- **SELECTED PASSAGE**:
NYC Healthcare News



Study reveals factors linked to cognitive impairment in Type 2 diabetes

November 06, 2015

Because diabetes and hypertension often go together, Dixon said he was not surprised that high systolic blood pressure accounted for one-third to one-half of significantly worse scores on four tests. That finding, said the authors, suggests that diabetes and cognition may be connected via diabetics' vascular problems. For example, diabetes and hypertension may both play a role in a larger metabolic syndrome that includes high blood sugar and insulin resistance.

However, the other two factors raised new questions. Combined gait and balance had the greatest influence, accounting for between 32 percent and 62 percent of performance on seven cognitive tests. Diabetes might affect the specific nerves that control gait and balance, the authors wrote, or more broadly affect the overlapping brain areas that support both gait-balance and cognition.

Like blood pressure, what people said about their health accounted for about one-third to one-half of performance on five different cognitive tests. Negativity about one's health could reflect related factors such as stress or depression, which did not, in this study, directly mediate between diabetes and cognition. Self-reported health is "an important indicator of ways in which a cluster of health-related beliefs and behaviors can modulate the effect of this disease on cognitive adaptation," Dixon said.

- **EXTRACTED MATERIAL**:
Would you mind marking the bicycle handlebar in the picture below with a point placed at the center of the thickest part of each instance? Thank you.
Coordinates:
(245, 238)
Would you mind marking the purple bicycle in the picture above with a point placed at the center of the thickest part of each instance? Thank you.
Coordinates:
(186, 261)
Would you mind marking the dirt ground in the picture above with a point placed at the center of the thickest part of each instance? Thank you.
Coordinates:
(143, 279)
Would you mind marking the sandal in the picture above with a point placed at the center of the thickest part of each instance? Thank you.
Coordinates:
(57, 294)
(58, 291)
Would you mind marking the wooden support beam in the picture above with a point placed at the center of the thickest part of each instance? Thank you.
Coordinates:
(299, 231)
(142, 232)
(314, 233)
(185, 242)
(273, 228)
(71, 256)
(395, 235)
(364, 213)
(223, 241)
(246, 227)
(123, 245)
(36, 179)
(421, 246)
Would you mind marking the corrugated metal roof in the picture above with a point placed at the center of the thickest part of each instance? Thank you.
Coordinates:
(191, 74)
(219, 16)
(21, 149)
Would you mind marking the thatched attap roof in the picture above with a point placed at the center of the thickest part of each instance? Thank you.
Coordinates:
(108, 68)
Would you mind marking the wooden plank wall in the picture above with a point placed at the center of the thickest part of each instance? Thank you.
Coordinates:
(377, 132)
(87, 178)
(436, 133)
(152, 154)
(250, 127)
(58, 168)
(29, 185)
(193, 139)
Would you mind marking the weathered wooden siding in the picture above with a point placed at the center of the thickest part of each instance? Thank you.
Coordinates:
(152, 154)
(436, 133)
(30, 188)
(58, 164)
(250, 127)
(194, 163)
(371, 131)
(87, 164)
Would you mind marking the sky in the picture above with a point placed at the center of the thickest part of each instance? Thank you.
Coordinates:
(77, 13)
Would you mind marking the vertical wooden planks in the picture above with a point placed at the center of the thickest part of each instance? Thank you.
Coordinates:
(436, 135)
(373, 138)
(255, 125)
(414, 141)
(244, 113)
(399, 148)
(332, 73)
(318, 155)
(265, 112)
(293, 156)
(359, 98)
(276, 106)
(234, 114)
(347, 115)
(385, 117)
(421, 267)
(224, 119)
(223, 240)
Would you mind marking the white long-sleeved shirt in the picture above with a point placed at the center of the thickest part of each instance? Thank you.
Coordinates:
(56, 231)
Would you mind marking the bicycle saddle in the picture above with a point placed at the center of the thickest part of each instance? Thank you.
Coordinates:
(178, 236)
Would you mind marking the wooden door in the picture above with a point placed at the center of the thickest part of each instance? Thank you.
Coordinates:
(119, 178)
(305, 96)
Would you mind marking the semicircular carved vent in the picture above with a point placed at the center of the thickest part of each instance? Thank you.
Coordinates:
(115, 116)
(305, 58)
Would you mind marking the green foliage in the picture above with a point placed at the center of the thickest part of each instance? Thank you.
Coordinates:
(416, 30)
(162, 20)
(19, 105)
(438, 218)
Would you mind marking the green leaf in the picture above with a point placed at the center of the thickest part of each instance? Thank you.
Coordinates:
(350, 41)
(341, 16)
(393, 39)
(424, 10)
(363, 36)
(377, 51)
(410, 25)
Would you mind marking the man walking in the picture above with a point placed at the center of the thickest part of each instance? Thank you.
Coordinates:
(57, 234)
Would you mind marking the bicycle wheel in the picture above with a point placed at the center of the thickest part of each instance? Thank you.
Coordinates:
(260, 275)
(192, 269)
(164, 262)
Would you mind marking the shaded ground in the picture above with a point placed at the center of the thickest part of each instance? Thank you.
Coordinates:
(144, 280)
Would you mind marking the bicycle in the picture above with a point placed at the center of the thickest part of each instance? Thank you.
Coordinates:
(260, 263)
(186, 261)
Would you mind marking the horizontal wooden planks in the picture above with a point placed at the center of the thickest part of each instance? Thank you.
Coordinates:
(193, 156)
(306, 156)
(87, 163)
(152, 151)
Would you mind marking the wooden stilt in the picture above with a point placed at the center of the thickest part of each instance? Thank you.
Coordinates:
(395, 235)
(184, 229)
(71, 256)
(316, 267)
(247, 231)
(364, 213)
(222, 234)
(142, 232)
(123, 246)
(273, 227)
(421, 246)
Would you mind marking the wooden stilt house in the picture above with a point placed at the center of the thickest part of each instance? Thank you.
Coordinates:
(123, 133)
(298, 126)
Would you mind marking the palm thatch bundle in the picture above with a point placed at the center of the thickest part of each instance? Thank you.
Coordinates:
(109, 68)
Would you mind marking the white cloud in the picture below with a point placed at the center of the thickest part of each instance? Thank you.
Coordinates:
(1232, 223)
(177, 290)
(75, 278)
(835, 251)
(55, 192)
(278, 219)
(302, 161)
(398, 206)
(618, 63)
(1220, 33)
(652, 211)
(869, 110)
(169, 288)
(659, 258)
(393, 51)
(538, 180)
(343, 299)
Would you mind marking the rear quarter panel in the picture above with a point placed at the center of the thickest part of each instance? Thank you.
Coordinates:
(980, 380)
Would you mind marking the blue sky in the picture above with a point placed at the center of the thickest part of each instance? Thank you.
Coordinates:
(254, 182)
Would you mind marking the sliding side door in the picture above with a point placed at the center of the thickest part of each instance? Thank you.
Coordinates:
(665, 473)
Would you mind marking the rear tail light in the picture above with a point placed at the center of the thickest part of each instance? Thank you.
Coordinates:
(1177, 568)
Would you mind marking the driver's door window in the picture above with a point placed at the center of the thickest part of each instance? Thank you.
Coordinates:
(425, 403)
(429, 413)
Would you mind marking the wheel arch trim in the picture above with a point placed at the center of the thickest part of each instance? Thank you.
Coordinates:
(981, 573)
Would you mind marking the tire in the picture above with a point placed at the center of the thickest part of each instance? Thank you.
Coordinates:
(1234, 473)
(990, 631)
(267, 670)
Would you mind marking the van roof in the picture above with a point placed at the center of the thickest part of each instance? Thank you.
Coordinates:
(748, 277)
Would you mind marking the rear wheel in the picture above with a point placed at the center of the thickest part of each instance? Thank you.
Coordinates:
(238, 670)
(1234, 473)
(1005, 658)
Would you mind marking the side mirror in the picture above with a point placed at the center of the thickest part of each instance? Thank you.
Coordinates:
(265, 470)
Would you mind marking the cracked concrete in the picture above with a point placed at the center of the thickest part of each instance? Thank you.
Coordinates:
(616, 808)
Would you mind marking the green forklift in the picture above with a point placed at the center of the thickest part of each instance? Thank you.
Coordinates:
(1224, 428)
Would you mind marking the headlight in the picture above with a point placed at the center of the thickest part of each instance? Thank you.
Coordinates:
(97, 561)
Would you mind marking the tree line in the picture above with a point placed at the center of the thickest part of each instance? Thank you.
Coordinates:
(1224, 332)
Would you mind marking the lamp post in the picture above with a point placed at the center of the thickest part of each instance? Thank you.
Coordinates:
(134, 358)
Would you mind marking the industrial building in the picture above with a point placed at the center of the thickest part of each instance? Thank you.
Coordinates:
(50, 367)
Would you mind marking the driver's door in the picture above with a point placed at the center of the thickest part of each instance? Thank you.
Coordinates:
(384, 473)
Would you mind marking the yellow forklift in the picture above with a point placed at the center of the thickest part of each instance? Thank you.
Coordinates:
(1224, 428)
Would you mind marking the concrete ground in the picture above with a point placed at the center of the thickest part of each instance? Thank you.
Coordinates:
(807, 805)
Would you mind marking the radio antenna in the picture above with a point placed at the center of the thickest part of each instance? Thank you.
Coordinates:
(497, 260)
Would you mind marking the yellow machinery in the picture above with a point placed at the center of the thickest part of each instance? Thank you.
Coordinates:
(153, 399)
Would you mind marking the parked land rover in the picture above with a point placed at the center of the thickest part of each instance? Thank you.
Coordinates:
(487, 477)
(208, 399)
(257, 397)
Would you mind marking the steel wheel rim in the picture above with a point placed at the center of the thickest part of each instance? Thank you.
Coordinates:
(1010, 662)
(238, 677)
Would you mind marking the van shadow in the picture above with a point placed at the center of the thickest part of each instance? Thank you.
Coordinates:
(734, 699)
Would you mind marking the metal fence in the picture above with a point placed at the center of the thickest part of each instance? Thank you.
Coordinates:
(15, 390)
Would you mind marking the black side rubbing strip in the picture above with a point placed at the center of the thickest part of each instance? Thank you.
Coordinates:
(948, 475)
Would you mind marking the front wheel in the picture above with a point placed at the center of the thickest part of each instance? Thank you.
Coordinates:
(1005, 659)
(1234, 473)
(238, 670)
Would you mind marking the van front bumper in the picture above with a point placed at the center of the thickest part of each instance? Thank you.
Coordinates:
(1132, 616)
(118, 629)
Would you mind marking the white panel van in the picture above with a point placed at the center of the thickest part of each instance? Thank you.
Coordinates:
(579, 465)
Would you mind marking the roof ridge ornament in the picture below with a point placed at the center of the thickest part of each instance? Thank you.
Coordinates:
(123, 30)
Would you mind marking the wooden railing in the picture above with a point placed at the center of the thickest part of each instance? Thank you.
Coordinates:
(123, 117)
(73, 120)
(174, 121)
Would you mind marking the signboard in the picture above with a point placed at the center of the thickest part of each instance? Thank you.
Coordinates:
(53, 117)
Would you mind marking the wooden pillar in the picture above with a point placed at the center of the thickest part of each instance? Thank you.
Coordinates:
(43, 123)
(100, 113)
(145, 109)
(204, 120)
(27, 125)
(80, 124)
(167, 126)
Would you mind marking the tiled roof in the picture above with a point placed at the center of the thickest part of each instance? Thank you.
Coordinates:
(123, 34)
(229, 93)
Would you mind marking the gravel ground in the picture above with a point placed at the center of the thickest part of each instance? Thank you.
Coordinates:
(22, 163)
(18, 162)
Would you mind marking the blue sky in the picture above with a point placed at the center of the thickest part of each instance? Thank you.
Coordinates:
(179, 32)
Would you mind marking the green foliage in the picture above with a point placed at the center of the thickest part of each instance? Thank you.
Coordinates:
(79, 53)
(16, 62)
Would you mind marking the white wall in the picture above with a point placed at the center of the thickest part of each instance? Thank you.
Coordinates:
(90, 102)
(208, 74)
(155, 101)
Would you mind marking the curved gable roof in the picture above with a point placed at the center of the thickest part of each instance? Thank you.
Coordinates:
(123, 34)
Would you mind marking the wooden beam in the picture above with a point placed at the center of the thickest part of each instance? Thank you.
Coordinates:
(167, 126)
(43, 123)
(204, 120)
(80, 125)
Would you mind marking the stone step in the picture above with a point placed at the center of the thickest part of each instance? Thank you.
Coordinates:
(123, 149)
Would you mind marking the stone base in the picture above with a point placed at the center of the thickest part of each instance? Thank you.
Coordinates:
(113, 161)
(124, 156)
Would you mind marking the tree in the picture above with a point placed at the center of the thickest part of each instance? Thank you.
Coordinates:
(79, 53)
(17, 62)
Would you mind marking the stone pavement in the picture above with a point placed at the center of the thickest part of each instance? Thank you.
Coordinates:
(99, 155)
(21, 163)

- **WHAT YOU WILL DO**:
- 1) In the diabetes study passage, can you update the part starting with "November 06, 2015" and going on through "gait-balance and cognition.", giving it again with "authors" replaced by "researchers"?
- 2) According to the diabetes study passage, which factor had the greatest influence on cognitive test performance?
- 3) Can you rewrite the paragraph of the diabetes study passage that begins "Like blood pressure" more briefly, keeping its main facts?

- **RESULTS**:
- 1)
November 06, 2015

Because diabetes and hypertension often go together, Dixon said he was not surprised that high systolic blood pressure accounted for one-third to one-half of significantly worse scores on four tests. That finding, said the researchers, suggests that diabetes and cognition may be connected via diabetics' vascular problems. For example, diabetes and hypertension may both play a role in a larger metabolic syndrome that includes high blood sugar and insulin resistance.

However, the other two factors raised new questions. Combined gait and balance had the greatest influence, accounting for between 32 percent and 62 percent of performance on seven cognitive tests. Diabetes might affect the specific nerves that control gait and balance, the researchers wrote, or more broadly affect the overlapping brain areas that support both gait-balance and cognition.

- 2) Combined gait and balance, which accounted for between 32 percent and 62 percent of performance on seven cognitive tests.

- 3) Self-reported health accounted for about one-third to one-half of performance on five cognitive tests. Negativity about one's health could reflect stress or depression, though these did not directly mediate between diabetes and cognition in this study. Dixon called self-reported health an important indicator of how health-related beliefs and behaviors can modulate the disease's effect on cognitive adaptation.